* **Directive 1**:
Reproduce the tax allocation passage, everything from "The Covanta Subgroup" down to "excess (if any)", swapping "excess" for "surplus".

* **Page excerpt**:
Allocation of Federal Tax Liability
(a) Covanta
agrees to pay to Parent, for each taxable
year or portion thereof during the term of
this Agreement, as the Covanta
Subgroup's share of the tax liability of
the Affiliated Group, an amount equal
to the apportioned tax liability of the
Covanta Subgroup determined under
Regulation Section 1.1552-1(a)(1) with the
modifications provided in Section 3
of this Agreement. For purposes of this
Agreement, Covanta will be treated as
the common parent corporation of the
Covanta Subgroup. Accordingly, the Covanta
Subgroup's proportionate share of the tax
liability of the Affiliated Group
shall be determined by multiplying the
Affiliated Group's tax liability by a
fraction, the numerator of which equals
Covanta's Taxable Income (as defined
below in Section 3), and the denominator of
which equals the Affiliated Group's
consolidated taxable income computed
pursuant to Section 1552(a)(1) of the Code
and Treasury Regulations Section
1.1552-1(a)(1). For purposes of this Agreement,
tax liability shall include any liability
for alternative minimum tax ("AMT").
The Covanta Subgroup shall compute its
separate adjusted AMT in accordance with
the principles of Proposed Treasury
Regulations Sections 1.1552-1(g) and
1.1502-55(h)(6)(iv) as the excess (if any)

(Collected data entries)
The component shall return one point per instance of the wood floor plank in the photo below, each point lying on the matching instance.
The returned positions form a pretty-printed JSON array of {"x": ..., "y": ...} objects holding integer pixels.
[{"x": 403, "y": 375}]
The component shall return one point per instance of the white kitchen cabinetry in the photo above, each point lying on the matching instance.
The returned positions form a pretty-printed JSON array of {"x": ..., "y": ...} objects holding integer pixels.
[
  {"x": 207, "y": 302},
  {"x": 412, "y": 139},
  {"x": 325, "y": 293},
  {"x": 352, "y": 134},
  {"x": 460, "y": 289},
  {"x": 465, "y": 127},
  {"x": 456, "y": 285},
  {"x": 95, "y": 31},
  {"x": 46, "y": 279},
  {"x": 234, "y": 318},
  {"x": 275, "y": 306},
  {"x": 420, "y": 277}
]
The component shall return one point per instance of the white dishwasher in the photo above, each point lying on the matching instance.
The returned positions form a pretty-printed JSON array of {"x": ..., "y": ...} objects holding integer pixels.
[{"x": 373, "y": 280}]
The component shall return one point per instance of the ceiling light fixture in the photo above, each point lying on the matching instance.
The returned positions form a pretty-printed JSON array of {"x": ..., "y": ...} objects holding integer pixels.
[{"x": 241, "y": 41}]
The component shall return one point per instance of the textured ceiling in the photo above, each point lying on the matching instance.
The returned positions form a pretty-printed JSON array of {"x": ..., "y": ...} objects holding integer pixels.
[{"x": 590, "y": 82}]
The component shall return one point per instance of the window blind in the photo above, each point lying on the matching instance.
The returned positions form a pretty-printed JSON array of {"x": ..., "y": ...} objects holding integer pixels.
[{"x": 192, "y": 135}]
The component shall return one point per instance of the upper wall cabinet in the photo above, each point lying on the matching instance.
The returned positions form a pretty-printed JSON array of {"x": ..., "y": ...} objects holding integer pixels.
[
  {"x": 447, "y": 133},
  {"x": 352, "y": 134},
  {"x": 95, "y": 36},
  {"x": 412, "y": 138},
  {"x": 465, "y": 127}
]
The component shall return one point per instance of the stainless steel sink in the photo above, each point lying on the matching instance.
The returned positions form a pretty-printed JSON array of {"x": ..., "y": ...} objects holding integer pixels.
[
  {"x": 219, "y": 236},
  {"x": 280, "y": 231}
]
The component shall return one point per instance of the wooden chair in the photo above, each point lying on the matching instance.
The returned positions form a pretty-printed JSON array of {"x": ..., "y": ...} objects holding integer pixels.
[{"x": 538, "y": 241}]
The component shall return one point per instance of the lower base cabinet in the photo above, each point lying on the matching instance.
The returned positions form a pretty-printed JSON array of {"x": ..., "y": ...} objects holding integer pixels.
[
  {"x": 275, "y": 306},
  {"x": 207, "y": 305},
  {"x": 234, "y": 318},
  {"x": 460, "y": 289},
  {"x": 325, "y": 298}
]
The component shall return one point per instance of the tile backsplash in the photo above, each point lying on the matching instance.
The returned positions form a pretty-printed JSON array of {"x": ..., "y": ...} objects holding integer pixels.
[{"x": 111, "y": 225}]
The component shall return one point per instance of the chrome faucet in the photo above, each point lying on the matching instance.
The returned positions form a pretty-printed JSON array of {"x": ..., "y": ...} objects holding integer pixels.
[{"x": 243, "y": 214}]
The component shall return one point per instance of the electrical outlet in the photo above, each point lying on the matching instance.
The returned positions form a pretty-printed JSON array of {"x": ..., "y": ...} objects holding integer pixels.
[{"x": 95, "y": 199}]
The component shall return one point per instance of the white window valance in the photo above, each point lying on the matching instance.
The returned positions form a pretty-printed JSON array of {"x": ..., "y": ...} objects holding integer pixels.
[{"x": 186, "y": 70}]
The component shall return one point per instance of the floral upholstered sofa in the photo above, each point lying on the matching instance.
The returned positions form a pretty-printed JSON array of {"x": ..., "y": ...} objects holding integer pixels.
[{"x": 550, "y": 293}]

* **Directive 2**:
Gather every line of the records that contains the string "window", treating case as significant.

* **Complete output 1**:
The Covanta Subgroup shall compute its
separate adjusted AMT in accordance with
the principles of Proposed Treasury
Regulations Sections 1.1552-1(g) and
1.1502-55(h)(6)(iv) as the surplus (if any)

* **Complete output 2**:
The component shall return one point per instance of the window blind in the photo above, each point lying on the matching instance.
The component shall return one point per instance of the white window valance in the photo above, each point lying on the matching instance.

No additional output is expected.